DATASET EXCERPTS ->
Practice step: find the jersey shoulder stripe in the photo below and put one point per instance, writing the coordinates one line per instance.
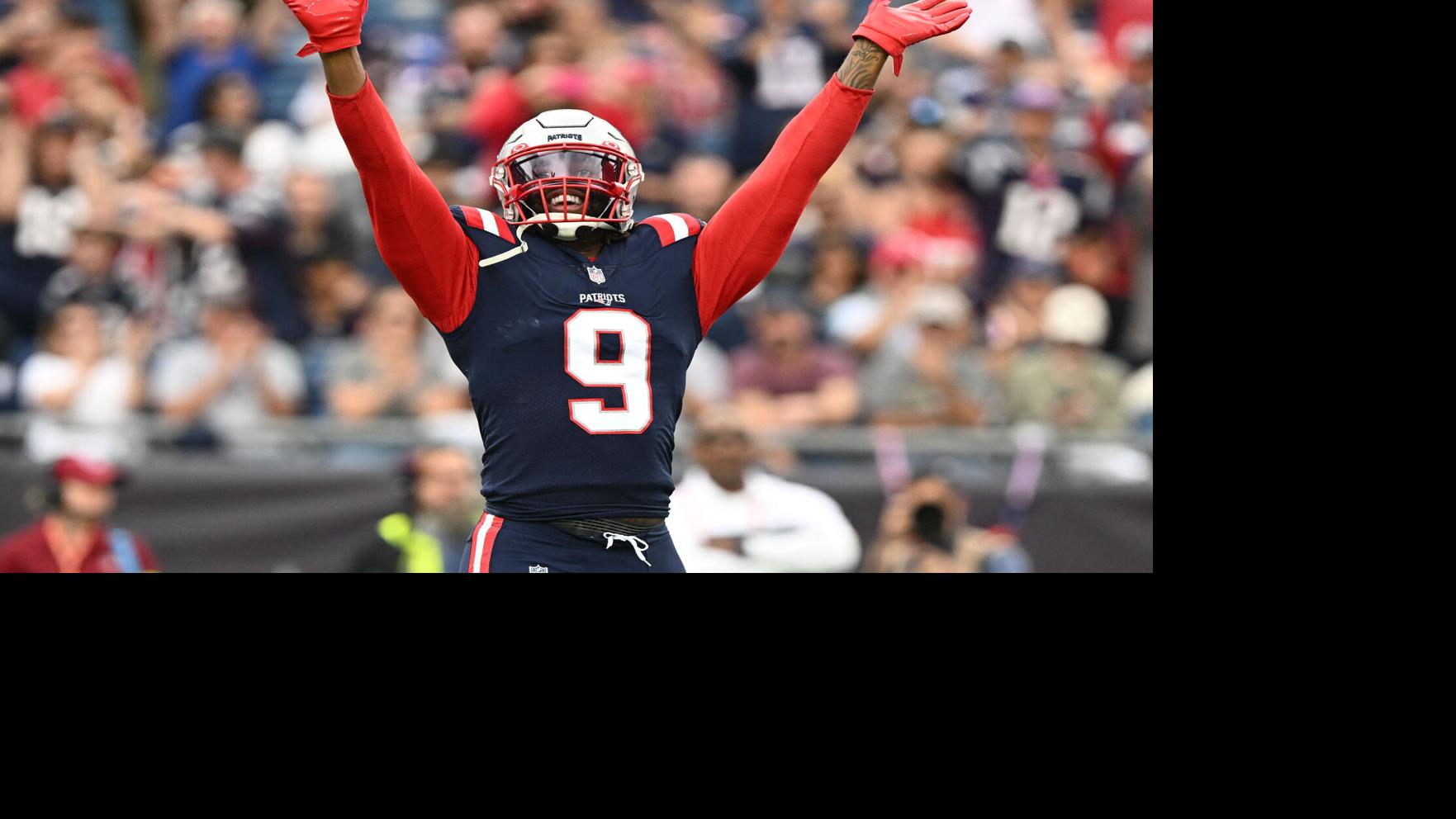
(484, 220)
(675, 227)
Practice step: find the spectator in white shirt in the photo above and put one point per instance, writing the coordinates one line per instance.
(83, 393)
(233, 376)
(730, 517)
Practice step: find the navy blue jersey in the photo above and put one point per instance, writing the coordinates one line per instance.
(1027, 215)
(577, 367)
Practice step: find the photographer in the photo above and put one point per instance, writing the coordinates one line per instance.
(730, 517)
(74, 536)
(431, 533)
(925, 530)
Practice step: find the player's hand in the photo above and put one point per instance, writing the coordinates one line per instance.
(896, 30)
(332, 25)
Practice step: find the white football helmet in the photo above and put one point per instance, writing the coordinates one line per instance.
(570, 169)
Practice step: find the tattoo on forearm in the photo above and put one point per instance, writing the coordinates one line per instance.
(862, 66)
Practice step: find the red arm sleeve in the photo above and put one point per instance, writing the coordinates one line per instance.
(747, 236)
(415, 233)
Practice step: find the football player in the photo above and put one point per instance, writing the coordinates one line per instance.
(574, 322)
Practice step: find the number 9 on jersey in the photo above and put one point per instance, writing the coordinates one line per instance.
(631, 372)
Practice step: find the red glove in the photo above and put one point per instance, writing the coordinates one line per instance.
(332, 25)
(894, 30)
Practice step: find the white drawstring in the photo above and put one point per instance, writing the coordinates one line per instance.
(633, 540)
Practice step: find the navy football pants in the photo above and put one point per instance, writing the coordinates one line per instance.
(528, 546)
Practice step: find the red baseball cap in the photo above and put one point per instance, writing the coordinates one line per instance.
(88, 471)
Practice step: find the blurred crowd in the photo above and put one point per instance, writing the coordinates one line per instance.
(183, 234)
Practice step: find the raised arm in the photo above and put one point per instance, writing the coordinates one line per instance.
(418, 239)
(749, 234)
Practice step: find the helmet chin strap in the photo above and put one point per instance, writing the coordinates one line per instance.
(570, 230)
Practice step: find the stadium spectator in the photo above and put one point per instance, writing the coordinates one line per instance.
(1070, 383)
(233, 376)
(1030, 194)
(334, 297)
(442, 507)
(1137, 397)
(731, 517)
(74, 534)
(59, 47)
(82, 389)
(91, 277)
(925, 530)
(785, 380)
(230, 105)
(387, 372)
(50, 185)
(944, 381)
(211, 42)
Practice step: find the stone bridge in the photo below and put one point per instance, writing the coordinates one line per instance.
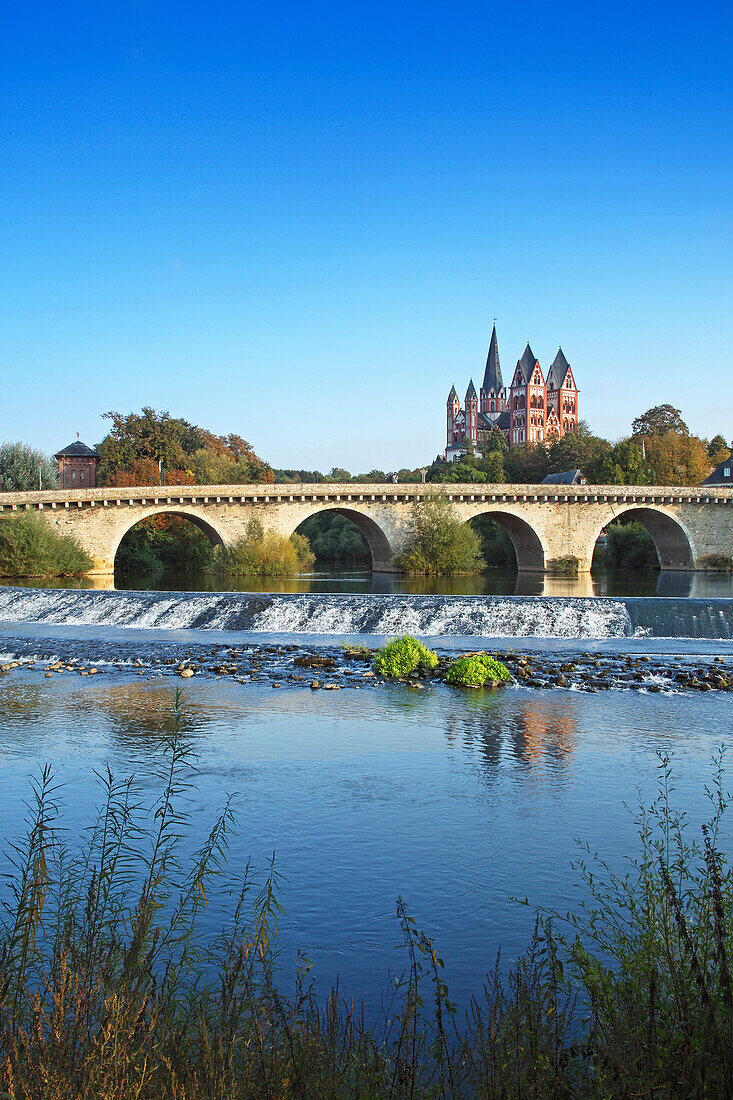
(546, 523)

PROBLEM DESCRIPTION -> Your answer must be the records exactly as they stand, with no pictures in it.

ANSWER FOR THIS EXERCISE ->
Practice step: find the jersey shoulder stripe in the photo below and put one point per instance, writing the coordinates one line per instance.
(484, 220)
(675, 227)
Practice step: find the spectator in white shirt in the photo above and put one point per instance, writing the coordinates one line per instance.
(83, 393)
(233, 376)
(730, 517)
Practice step: find the navy blue jersey in the photo above and put one point per instance, writing the coordinates one line per instance.
(1027, 215)
(577, 367)
Practice step: find the photographer in the photo above and put one point per instance, writing the coordinates one line per instance.
(730, 517)
(74, 536)
(431, 533)
(925, 530)
Practice step: find the player's hand in the photo above and put one point per instance, writing the coordinates one line per instance.
(896, 30)
(332, 25)
Practice step: find the white football helmet in the photo above and put one point per instance, writing the coordinates one line per instance.
(570, 169)
Practice step: find the tattoo on forearm in the photo above and put one point per instance, writing the coordinates one line per instance.
(862, 66)
Practice step: find the red arm sleeve in the photo above and put one point per instance, writing the coordinates one line per instance.
(747, 236)
(415, 233)
Practice step: find the football player in the photo above and put one point per instance, writing the coordinates one line per instance.
(574, 322)
Practice step: find the number 9 on jersey in the photo above and put one point per instance, writing the coordinates one line per instance.
(631, 372)
Practice step: find the red glove in the photo above and put one point per instance, writing the coordinates one line per instance.
(332, 25)
(894, 30)
Practice step: find the white drawstring in the photo above and put one point per instance, writing the coordinates one line per instance.
(633, 540)
Practice step: find the navy football pants in the photo above and put one point per instance, writing the coordinates one line per instance.
(528, 546)
Practice step: find the red baseball cap in the photo above and put one point per instance, writing the coordinates one line per instance.
(88, 471)
Practice step: find the blurred crowd in the photo above and put one point per instance, writing the coordinates one line per instance.
(183, 234)
Practice step: find the raised arm in the photo above and put one point per instance, writing the coordinates one line per instance.
(418, 239)
(749, 234)
Practice step: find the helmet chin strap in the photo above and put one point per instance, writing the coordinates one line per instance.
(570, 230)
Practice step: find the stadium spectator in the photo above and put one point per instance, writing the coordinates one line per instance.
(1070, 383)
(233, 376)
(1030, 194)
(334, 297)
(442, 507)
(1137, 397)
(731, 517)
(74, 534)
(59, 47)
(82, 389)
(91, 277)
(925, 530)
(785, 380)
(230, 105)
(387, 372)
(50, 185)
(944, 381)
(211, 42)
Practice step: find the stone bridge in the photo below and put one point per instance, writing the coordinates one line per instance.
(546, 523)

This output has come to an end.